> [Work instructions]:
a - Decide whether each statement below agrees with the passage about the January 17 meeting. Answer yes or no for each, and quote the deciding words of the passage. (i) Honda Masazumi went to the meeting accompanied by Lady Acha. (ii) Lady Acha said that Ieyasu was stubborn about taking the castle. (iii) Honda promised that Hideyori's captains and soldiers would be given free transit when leaving.
b - Write out the part of the passage about the January 17 meeting that starts with "On January 17, Ieyasu" and goes on through "sign of goodwill.", word for word.

> [Text for analysis]:
On January 17, Ieyasu sent Honda Masazumi, accompanied by Lady Acha, to meet with Kyōgoku Tadataka, son of Ohatsu, younger sister of Yodo-dono. During the meeting, Lady Acha assured Ohatsu that Ieyasu had no ill will to Hideyori and that he wished to forgive him, but Hidetada was stubborn about taking the castle, so he had thousands of miners working in tunnels under the pits. On the other hand Honda assured that Ieyasu would allow Hideyori to keep Osaka as his fief, but in case he wanted to leave he would give him another one with higher income, besides that all his captains and soldiers would be given free transit when leaving or they could stay inside if they wanted to, but he would need some hostages as a sign of goodwill.

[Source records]
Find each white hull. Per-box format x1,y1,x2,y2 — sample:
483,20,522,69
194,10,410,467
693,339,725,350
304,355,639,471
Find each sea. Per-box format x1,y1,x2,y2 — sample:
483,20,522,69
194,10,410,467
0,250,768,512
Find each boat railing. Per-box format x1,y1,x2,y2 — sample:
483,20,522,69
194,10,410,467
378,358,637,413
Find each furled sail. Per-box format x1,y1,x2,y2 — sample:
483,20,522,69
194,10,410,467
...
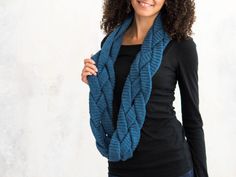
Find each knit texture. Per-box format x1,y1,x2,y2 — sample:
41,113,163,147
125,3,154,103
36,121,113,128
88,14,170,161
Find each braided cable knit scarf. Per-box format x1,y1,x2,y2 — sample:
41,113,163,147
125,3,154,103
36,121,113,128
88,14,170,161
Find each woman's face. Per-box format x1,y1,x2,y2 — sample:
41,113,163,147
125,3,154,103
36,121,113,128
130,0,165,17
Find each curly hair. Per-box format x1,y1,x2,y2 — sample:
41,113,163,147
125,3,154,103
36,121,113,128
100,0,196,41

> [Responses to the exercise]:
a -
(i) Yes: "Ieyasu sent Honda Masazumi, accompanied by Lady Acha"
(ii) No: "Hidetada was stubborn about taking the castle"
(iii) Yes: "all his captains and soldiers would be given free transit when leaving"

b -
On January 17, Ieyasu sent Honda Masazumi, accompanied by Lady Acha, to meet with Kyōgoku Tadataka, son of Ohatsu, younger sister of Yodo-dono. During the meeting, Lady Acha assured Ohatsu that Ieyasu had no ill will to Hideyori and that he wished to forgive him, but Hidetada was stubborn about taking the castle, so he had thousands of miners working in tunnels under the pits. On the other hand Honda assured that Ieyasu would allow Hideyori to keep Osaka as his fief, but in case he wanted to leave he would give him another one with higher income, besides that all his captains and soldiers would be given free transit when leaving or they could stay inside if they wanted to, but he would need some hostages as a sign of goodwill.